Stored items
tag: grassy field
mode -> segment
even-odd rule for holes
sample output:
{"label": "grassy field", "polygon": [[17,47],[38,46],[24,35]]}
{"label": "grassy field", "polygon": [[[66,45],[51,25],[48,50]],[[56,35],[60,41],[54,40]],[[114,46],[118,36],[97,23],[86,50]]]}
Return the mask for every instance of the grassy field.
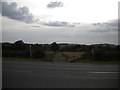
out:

YOUR GOAL: Nothing but the lines from the line with "even-odd rule for holes" through the last line of the data above should be printed, exactly as written and without pictures.

TASK SOLUTION:
even-odd rule for holes
sample output:
{"label": "grassy field", "polygon": [[17,47],[38,46],[24,35]]}
{"label": "grassy field", "polygon": [[[66,45],[51,25],[48,50]],[[56,35],[60,41],[54,40]],[[114,46],[118,36],[97,23],[86,50]]]}
Return the mask for every instance of the grassy field.
out:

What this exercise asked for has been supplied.